** begin DATA SECTION **

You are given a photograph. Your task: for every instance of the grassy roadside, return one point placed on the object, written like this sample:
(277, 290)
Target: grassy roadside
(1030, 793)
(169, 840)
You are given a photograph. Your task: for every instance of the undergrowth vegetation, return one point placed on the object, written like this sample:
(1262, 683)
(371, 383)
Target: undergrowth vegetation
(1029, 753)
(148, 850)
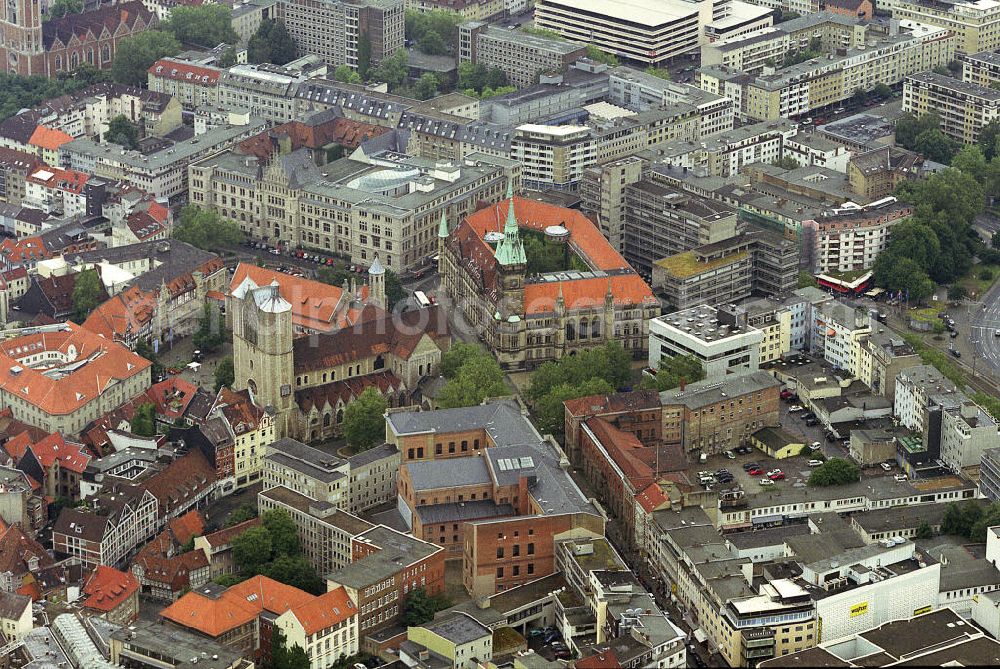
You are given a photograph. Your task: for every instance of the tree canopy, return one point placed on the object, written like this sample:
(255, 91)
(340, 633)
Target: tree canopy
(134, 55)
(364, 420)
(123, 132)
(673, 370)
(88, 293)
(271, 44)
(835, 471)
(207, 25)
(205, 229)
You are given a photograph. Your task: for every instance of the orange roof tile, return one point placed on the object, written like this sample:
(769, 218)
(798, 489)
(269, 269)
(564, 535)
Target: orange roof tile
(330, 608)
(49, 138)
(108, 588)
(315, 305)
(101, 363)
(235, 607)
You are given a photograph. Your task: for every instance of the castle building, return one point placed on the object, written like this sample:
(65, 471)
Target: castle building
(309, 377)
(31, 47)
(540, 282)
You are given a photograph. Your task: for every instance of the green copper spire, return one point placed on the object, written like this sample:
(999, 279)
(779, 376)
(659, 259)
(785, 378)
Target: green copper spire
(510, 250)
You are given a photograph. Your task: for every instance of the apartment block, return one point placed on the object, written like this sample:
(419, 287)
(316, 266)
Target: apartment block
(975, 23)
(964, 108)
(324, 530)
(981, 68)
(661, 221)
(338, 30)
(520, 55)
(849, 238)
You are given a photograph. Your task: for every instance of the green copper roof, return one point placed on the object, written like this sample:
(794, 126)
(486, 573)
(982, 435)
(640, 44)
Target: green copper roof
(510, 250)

** end DATA SECTION **

Rewrite the listing starting with the line containing "copper roof, return" and going on through the end of the listing, requests included. Offset every answer coordinate by adding 15 to each number, and leave the sample points inside the requests as they are.

You are given a photograph. Your task: for every instance of the green copper roof, return one point placed on the object, written like this sample:
(794, 126)
(486, 573)
(982, 435)
(640, 44)
Target: green copper roof
(525, 265)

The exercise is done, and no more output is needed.